Collection entries

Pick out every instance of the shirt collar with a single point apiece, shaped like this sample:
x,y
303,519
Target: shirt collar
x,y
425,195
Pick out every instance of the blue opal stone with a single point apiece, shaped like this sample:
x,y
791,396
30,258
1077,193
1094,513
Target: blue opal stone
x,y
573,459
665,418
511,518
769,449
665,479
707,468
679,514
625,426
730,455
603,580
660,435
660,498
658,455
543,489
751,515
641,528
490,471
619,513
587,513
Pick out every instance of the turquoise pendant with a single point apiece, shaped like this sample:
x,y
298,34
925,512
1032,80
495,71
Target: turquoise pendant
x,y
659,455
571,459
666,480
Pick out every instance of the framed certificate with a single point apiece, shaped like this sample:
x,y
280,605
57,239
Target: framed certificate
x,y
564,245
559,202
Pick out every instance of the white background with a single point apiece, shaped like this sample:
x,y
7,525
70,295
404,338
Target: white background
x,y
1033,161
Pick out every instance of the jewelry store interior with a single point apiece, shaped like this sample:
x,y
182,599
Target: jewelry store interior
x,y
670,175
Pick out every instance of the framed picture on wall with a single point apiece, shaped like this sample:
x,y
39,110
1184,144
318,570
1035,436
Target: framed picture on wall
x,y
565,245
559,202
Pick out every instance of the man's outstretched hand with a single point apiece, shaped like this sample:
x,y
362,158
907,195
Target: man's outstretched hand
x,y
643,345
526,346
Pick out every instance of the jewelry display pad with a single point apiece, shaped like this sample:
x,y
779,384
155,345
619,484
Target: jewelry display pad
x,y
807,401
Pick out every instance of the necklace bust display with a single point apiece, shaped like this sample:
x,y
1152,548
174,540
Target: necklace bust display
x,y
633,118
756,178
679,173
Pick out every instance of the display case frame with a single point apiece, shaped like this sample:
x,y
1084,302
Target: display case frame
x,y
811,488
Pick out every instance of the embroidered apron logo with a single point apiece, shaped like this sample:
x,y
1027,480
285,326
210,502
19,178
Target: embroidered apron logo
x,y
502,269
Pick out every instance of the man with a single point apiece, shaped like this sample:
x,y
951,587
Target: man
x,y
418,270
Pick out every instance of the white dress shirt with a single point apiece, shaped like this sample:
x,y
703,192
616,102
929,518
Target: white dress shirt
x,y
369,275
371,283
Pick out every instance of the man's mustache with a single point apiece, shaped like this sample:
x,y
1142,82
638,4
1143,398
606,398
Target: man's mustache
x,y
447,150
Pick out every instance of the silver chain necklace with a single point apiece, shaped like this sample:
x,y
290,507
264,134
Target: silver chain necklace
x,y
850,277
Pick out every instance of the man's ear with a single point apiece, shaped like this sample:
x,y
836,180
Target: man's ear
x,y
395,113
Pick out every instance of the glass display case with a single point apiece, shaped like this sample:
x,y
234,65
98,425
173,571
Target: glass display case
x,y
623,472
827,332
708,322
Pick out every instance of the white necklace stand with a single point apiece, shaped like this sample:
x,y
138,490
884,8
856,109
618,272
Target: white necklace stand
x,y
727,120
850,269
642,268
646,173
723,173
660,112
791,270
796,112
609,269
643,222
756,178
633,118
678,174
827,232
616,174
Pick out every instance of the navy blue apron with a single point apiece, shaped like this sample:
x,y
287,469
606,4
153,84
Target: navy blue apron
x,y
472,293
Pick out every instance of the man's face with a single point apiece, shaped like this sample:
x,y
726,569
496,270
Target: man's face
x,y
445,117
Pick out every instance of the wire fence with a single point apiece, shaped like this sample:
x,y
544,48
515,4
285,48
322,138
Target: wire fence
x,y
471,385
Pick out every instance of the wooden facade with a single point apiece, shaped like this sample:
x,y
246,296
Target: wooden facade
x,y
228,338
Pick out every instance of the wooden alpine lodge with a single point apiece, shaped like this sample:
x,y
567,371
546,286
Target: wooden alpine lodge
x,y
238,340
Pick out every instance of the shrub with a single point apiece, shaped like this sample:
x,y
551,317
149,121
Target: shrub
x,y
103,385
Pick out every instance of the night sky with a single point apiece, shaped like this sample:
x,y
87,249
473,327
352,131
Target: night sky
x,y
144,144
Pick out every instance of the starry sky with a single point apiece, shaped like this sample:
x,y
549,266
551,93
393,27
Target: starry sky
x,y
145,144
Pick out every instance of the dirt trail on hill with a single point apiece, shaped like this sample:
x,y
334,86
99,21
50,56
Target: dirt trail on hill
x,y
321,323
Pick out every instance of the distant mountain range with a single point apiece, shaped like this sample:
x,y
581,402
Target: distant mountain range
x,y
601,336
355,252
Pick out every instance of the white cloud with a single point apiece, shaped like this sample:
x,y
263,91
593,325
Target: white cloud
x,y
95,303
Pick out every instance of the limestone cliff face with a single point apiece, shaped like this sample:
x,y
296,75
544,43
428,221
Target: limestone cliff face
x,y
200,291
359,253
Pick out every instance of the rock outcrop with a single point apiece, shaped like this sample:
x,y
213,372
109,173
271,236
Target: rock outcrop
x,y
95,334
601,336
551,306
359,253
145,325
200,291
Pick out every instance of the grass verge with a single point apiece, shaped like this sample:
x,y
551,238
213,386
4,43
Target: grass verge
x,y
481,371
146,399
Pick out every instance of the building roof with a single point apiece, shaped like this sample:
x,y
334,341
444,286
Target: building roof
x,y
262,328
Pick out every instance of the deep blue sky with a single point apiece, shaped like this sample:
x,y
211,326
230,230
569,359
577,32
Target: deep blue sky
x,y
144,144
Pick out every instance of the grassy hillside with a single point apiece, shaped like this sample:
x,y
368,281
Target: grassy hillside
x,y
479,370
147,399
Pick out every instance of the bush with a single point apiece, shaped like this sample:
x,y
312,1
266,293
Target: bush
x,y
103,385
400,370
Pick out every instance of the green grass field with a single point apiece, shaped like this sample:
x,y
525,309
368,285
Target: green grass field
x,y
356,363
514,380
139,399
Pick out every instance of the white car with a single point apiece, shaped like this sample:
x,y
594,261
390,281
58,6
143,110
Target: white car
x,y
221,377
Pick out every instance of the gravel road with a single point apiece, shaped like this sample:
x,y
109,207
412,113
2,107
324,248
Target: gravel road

*To do*:
Retype the data. Every line must match the original exactly.

*Task output*:
Pick out every instance of the shirt collar with a single point apiece, shaped like this sample:
x,y
303,519
Target: shirt collar
x,y
425,195
Pick out every instance of the blue opal stone with a single point apiece, shaped like this sample:
x,y
791,396
30,258
1077,193
1094,513
Target: blue opal stone
x,y
573,459
665,418
511,518
769,449
665,479
707,468
679,514
625,426
730,455
603,580
660,435
660,498
658,455
543,489
751,515
641,528
490,471
619,513
587,513
Pick out every instance of the turquoise pendant with a single point apiece, shaped like this sample:
x,y
298,34
925,512
1032,80
495,71
Target: turquoise pendant
x,y
659,455
571,459
666,480
Pick out every instance of the framed certificate with a single point apiece, shaped like this sample:
x,y
280,605
57,239
Target: framed certificate
x,y
564,245
559,202
Pick out every instance of the white background with a single point apiece, shaped like this sample:
x,y
7,525
70,295
404,338
Target: white background
x,y
1033,161
Pick out every instance of the jewelry store interior with a single point apiece, shaped like this sample:
x,y
182,599
Target: jewelry store interior
x,y
670,175
Pick out every instance of the framed picture on wall with a single point apiece, shaped like this sample:
x,y
39,110
1184,144
318,570
1035,436
Target: framed picture on wall
x,y
565,245
559,202
Pick out every instance of the man's outstretched hand with a single point apiece, shaped like this sample:
x,y
362,158
907,195
Target: man's outstretched hand
x,y
643,345
526,346
Pick out every instance of the jewelry display pad with a single point apiece, shaped like this sample:
x,y
779,384
155,345
619,484
Target: jewelry display pad
x,y
807,401
Pick out every instance of the necklace bust display with a single point apiece, shaped like this sample:
x,y
1152,548
174,540
Target: necklace bust display
x,y
633,118
756,178
679,173
Pick out every instance of the display case frame with a single point apiece, shaped like this sample:
x,y
1084,302
Target: display case frame
x,y
811,488
Pick out every instance of the embroidered apron logo with a single point apiece, shaped like this sample:
x,y
1027,480
285,326
210,502
19,178
Target: embroidered apron logo
x,y
502,269
Pick out every instance of the man with a single point apiece, shaped like this sample:
x,y
951,587
Target: man
x,y
418,270
Pick out every instance of the white dress shirt with a single point apiece, shaped like this sample:
x,y
703,192
616,102
929,518
Target: white dress shirt
x,y
369,275
371,283
Pick out every instance of the man's mustache with a single point apiece, shaped like this sample:
x,y
1142,82
638,4
1143,398
606,398
Target: man's mustache
x,y
447,150
Pick out every instance of the silver chain necklace with a single point apiece, shaped like this sample:
x,y
290,507
264,134
Target: silver chain necklace
x,y
850,277
Pick out every instance of the man's ear with a single point apiece, shaped like this sample:
x,y
836,180
Target: man's ear
x,y
395,113
Pick out every instance of the glass display case with a single point apiece, shaped like this sample:
x,y
234,65
98,425
173,571
Target: glass display case
x,y
623,472
827,332
708,322
Pick out every instance of the white necklace stand with a single point apiece, shaped like this sample:
x,y
138,490
884,8
856,109
618,272
Target: white necklace stand
x,y
727,120
850,269
642,268
646,173
723,173
660,112
791,270
796,112
609,269
643,222
756,178
633,118
678,174
827,232
616,174
Pick out every instance of the navy blue apron with a single point apiece, shaped like this sample:
x,y
287,469
606,4
153,84
Target: navy blue apron
x,y
472,293
Pick out every instance of the man's face with a single point apiece, shaped like this sample:
x,y
726,569
496,270
Target: man's face
x,y
445,117
Pick out every instance of the wire fence with a single point apiece, shaped like this sample:
x,y
544,48
515,4
285,48
322,138
Target: wire fence
x,y
471,385
Pick out every instance of the wooden facade with a single point apiece, shaped like this sample:
x,y
246,296
Target: wooden facade
x,y
228,338
Pick out every instance of the wooden alpine lodge with a single point apiece, shaped like this sample:
x,y
567,371
546,286
Target: wooden alpine lodge
x,y
238,340
Pick out every instance of the shrub with a single point apiece, shaped like this sample:
x,y
551,317
149,121
Target: shrub
x,y
103,385
Pick out every instance of the night sky with a single point apiece, shaped like this sample:
x,y
87,249
473,327
352,131
Target: night sky
x,y
144,144
Pick out every instance of the starry sky with a single point apiece, shaped like this sample:
x,y
549,266
551,93
393,27
Target: starry sky
x,y
145,144
Pick out every instance of the dirt trail on hill with a single point apiece, shaped like this sample:
x,y
334,86
99,21
50,56
Target: dirt trail on hill
x,y
321,323
Pick out every instance of the distant mountain range with a single point apiece, shaped like this sample:
x,y
581,402
Target: distant mountain range
x,y
601,336
355,252
Pick out every instance of the white cloud with a single point apiece, shaped like this sample:
x,y
263,91
593,325
Target: white cloud
x,y
95,303
Pick out every instance of the limestone cliff face with a single point apiece, shaped like this sample:
x,y
296,75
544,43
428,221
Target: limestone cliff face
x,y
200,291
359,253
Pick out every instance of the rock outcrop with a single point apiece, shaped like this sample:
x,y
213,372
109,173
271,236
Target: rock outcrop
x,y
95,334
601,336
551,306
359,253
145,325
200,291
Pick out every instance of the grass verge with a single point apiece, shaped like this sample:
x,y
551,238
213,386
4,43
Target: grass verge
x,y
481,371
146,399
Pick out every instance of the building roof with a single point apiece, shaped like this sample:
x,y
334,341
444,286
Target: building roof
x,y
262,328
Pick out every instance of the deep blue sky with a single point apiece, shaped like this sample:
x,y
211,326
230,230
569,359
577,32
Target: deep blue sky
x,y
144,144
Pick out every instance of the grassy hillside with a single point apiece, shaped like this sample:
x,y
368,281
Target: grassy hillside
x,y
479,370
147,399
Pick out every instance of the bush with a single point apiece, shaped like this sample:
x,y
312,1
266,293
Target: bush
x,y
103,385
400,370
Pick out every instance of the green grass field with a single point apiece, shaped like this sample:
x,y
525,309
368,285
Target: green grass field
x,y
356,363
514,380
139,399
Pick out every instance of the white car with a single point apiece, shaped like this sample:
x,y
594,261
390,281
58,6
143,110
Target: white car
x,y
221,377
Pick out every instance of the gravel road with a single point apiece, shaped like this sample:
x,y
109,207
412,113
2,107
324,248
Target: gravel road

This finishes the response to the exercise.